→ **What needs to be done**
Retype, word for word, everything in the rows below from the line containing "Mark a point on each instance of the shadow" down to the line containing "Mark a point on each instance of the marble", including both of those lines. Leave out all other lines.

→ **Material to process**
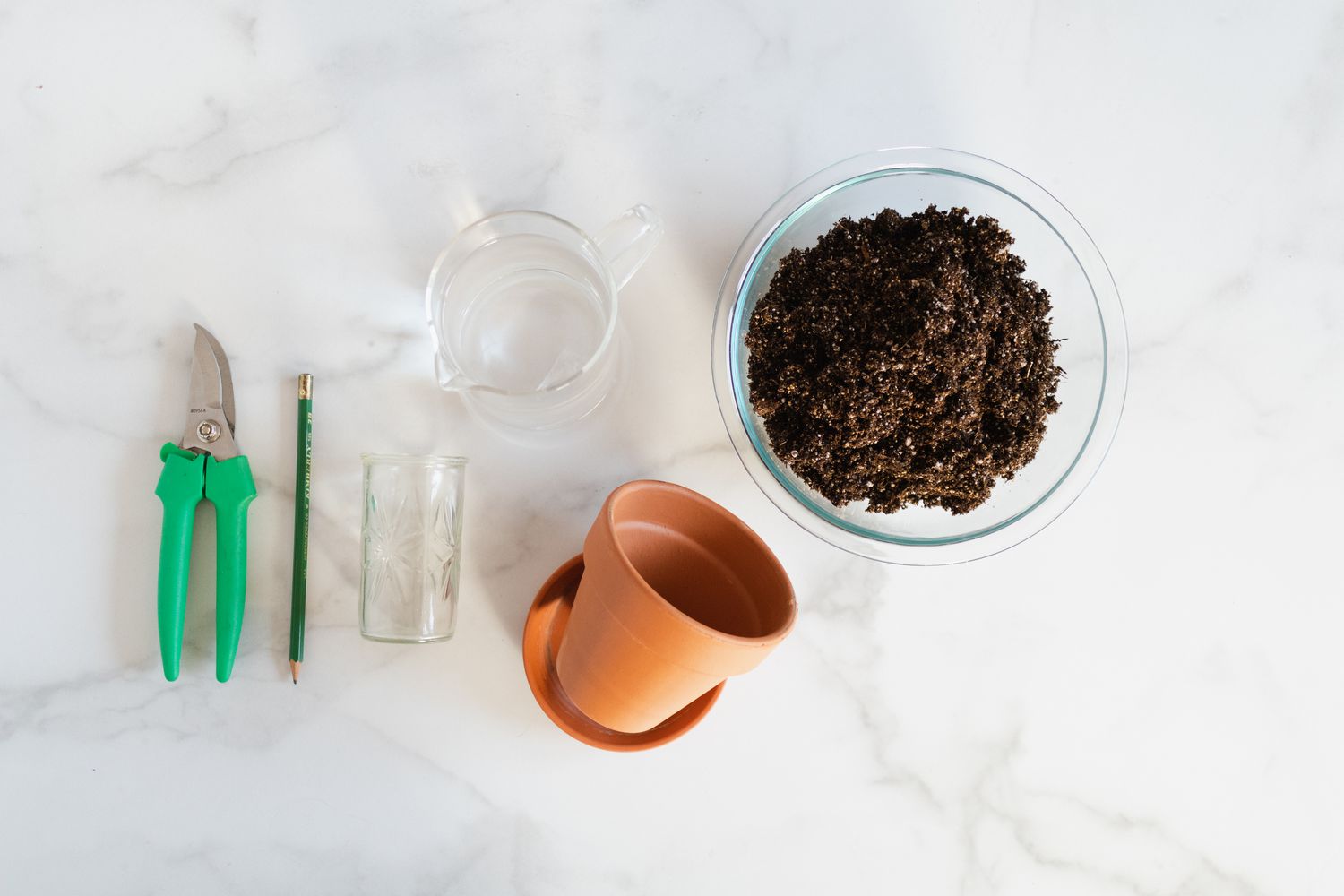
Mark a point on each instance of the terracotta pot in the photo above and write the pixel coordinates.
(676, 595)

--

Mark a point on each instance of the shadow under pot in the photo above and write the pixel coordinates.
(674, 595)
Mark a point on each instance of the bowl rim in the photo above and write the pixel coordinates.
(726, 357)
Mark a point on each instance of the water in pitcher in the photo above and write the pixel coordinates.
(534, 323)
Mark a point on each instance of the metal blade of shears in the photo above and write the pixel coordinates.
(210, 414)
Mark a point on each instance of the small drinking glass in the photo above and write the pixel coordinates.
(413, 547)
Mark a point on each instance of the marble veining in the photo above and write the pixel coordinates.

→ **Reply to the task**
Mark a point on each instance of the shadow under pot in the photo above and write the pixel coordinates.
(674, 595)
Mark a point on each instance of the bowl rim in the photo above and write the pixel coordinates.
(726, 357)
Mark a point on each instance of the water in pitcher in the photo above and write the pixel coordinates.
(534, 323)
Mark a point on each instance of the metal blade of shears in the photo above and write the pixel coordinates.
(210, 414)
Mark a point on each instance of the small drinking glass in the photo above and write the pixel coordinates.
(413, 547)
Mark a point on each instance of the marble veining in the photo above and write the pixel coordinates.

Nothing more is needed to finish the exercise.